■ Written request
Reproduce every line of the records below word for word, leaving out the pictures.

— BEGIN Records shown —

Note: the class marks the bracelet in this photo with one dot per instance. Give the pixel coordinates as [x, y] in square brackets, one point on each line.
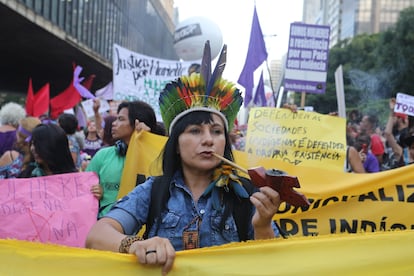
[127, 242]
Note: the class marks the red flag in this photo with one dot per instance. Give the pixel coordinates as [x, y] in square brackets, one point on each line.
[30, 99]
[41, 101]
[65, 100]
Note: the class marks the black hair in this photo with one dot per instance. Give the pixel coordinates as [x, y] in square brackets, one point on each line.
[171, 160]
[142, 111]
[52, 146]
[68, 122]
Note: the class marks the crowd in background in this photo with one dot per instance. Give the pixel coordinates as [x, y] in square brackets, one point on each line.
[370, 146]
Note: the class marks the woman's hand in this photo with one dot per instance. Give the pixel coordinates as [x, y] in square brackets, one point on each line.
[97, 191]
[154, 251]
[267, 202]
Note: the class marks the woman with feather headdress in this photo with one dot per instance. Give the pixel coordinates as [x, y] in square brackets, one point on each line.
[198, 201]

— END Records shown —

■ Response
Note: the class marks the bracelet in this photo with one dot per instance. Give the pixel coordinates as [x, y] in square brackets, one point on each line.
[127, 242]
Note: the class marks the red flag in this photo with one dot per instance. Give the pixel coordinates as [x, y] in square brackets, one point on each line.
[30, 99]
[41, 101]
[65, 100]
Note: the class marks the black hair in this photo with one dot per instance. Give the pixel coordinates as [x, y] in square brackets, one point on each line.
[171, 160]
[142, 111]
[52, 146]
[68, 122]
Note: the class marks the crowd in background in this photo with one dot per instance. Give the pixel coordinates as [x, y] in square brackets, one point on each line.
[370, 146]
Note: the class marks the woman's hand in this photo with one dot per instance. Give the pixel coordinates as [x, y] in square brackets, one point on each line.
[97, 191]
[154, 251]
[267, 202]
Note: the class marks the woman with feather headdress in this photo with one dot per instance. Give the pixel coordinates as [x, y] in square brackets, one point on each line.
[198, 201]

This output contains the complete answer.